++++ Page extract ++++

The radical thing to do is, again, to believe the student at their word. If they are concerned about their mental health, it’s never just ‘fine’. They have spent their entire lives being told their feelings were wrong or did not matter, either explicitly by CBT-trained therapists or implicitly by the way society functions. That means that the student doesn’t just disclose a mental health concern for no reason. They only do so if they trust you. It’s dangerous to disclose a mental health concern if you’re autistic, so, if they do disclose, I as the mentor am the first line of defence, together with their personal tutor if they have a good relationship with them.

My own emotions and experience, far from being an obstacle, are what makes mentoring work. Of course I’m affected by the students and their lives. I care, sometimes to my detriment. I will go the extra mile, because when I was a student, I needed someone to do so for me. My heart is what guides me. My intuition and empathy are just as valid as the student’s. I’ve had a lot of experience in my 3.5 decades on the planet. I’ve got some stories. This sharing of experience is vital to autistic connection making. No, mentoring isn’t clean and absent of any and all emotional bias. It runs on it. And sometimes that means it doesn’t work.

++++

• To do
In the passage on mentoring autistic students, who is the first line of defense when a student discloses a mental health concern?

++++ Record excerpts ++++

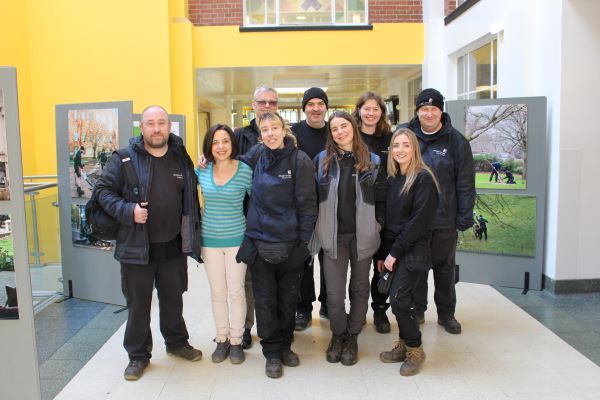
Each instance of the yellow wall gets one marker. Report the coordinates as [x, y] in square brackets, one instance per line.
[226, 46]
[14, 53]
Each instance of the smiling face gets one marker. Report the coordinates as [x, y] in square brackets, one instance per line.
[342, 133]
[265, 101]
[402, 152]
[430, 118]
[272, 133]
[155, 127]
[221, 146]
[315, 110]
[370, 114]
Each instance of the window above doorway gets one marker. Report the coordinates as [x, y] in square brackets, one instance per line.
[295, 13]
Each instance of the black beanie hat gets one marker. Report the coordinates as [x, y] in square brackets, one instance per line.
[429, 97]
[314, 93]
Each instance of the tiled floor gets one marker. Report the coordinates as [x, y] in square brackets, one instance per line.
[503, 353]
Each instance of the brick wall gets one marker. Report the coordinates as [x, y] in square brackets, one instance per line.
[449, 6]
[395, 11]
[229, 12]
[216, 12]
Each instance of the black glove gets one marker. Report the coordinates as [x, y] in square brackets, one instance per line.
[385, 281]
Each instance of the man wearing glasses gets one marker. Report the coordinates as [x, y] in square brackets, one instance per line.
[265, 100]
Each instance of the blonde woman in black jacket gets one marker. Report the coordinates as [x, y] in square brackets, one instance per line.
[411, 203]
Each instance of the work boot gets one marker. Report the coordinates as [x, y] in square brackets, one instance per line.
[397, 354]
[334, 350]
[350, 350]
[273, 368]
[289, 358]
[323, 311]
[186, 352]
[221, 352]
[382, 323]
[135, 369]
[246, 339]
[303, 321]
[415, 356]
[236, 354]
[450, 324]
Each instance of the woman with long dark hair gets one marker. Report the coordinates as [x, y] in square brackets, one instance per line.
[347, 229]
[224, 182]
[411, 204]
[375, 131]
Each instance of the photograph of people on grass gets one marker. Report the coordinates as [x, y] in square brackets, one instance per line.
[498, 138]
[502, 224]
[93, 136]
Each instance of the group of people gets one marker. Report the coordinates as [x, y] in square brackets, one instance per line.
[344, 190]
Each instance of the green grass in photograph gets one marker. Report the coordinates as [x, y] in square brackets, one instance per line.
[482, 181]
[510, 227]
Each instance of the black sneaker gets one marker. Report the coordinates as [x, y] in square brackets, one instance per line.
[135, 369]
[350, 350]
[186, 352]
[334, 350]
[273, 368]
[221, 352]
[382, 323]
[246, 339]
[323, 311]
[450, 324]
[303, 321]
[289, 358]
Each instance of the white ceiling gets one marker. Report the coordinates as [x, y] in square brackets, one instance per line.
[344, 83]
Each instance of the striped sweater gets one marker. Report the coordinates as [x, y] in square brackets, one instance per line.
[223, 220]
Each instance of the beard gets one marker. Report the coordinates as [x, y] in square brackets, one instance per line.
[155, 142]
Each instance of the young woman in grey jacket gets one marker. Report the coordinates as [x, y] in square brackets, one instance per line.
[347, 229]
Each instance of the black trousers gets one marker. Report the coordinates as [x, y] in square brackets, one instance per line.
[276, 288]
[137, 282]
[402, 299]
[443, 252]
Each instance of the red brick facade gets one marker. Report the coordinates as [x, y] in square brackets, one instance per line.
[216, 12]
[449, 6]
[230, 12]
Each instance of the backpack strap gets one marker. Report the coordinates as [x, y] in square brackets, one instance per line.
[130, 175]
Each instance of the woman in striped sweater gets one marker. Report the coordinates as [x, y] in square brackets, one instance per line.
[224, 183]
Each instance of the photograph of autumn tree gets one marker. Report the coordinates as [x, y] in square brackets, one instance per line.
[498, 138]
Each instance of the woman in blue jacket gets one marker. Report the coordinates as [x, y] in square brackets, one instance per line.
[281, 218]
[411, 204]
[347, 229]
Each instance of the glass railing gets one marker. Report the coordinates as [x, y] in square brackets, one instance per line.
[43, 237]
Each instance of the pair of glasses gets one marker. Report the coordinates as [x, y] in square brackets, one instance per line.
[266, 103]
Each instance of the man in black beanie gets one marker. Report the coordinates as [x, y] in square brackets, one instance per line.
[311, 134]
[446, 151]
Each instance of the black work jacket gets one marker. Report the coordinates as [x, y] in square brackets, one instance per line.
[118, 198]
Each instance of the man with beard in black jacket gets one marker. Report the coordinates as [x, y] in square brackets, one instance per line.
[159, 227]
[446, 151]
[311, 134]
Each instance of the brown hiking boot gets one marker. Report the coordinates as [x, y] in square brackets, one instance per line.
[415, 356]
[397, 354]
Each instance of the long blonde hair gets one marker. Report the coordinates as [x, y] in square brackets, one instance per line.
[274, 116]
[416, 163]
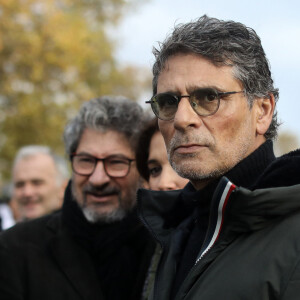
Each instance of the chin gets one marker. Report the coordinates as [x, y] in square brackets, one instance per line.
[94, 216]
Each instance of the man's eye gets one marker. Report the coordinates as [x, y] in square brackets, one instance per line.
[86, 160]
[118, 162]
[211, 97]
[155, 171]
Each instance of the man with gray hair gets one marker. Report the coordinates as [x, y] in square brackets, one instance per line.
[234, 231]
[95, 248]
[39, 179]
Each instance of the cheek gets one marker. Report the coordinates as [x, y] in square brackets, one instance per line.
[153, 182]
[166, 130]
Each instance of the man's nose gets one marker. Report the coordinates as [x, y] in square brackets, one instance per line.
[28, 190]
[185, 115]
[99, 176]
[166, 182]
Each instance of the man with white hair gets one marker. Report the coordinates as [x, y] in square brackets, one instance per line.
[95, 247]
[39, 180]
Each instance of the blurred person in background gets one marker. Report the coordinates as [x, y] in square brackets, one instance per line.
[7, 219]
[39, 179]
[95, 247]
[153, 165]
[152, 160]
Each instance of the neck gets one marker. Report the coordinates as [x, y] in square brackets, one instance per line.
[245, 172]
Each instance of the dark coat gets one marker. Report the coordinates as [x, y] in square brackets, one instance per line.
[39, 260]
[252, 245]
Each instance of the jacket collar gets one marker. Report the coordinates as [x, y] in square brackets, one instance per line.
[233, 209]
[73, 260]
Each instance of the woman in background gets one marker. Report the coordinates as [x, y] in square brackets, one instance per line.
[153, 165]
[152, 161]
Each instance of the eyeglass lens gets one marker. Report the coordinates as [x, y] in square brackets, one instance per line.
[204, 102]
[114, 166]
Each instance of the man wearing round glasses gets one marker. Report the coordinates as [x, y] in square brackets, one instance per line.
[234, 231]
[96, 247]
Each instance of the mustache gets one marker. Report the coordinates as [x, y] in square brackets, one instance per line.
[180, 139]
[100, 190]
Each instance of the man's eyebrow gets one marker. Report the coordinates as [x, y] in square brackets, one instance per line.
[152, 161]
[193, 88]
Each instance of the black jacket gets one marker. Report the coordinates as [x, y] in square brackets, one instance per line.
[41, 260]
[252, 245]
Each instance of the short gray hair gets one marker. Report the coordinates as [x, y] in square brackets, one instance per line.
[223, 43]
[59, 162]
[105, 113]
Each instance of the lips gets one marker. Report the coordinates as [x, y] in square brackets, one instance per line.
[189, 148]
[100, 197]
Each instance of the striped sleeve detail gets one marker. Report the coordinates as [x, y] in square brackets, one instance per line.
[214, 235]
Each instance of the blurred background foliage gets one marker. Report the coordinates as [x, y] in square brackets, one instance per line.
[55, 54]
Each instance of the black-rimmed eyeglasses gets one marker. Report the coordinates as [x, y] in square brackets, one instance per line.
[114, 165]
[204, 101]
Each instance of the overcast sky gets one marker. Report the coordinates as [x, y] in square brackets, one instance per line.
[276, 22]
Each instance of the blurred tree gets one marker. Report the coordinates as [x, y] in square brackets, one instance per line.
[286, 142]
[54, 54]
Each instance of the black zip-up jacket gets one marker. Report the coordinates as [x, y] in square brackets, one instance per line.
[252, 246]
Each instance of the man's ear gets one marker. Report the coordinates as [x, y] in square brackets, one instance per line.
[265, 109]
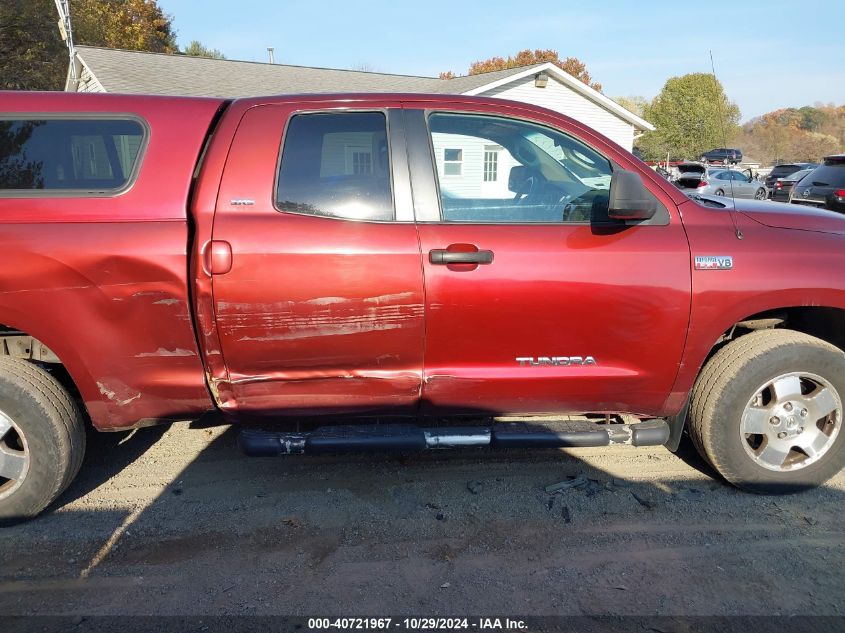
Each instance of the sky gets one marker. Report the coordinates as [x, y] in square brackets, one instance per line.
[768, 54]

++++

• Written reply
The mentor, together with the student's personal tutor if the student has a good relationship with them.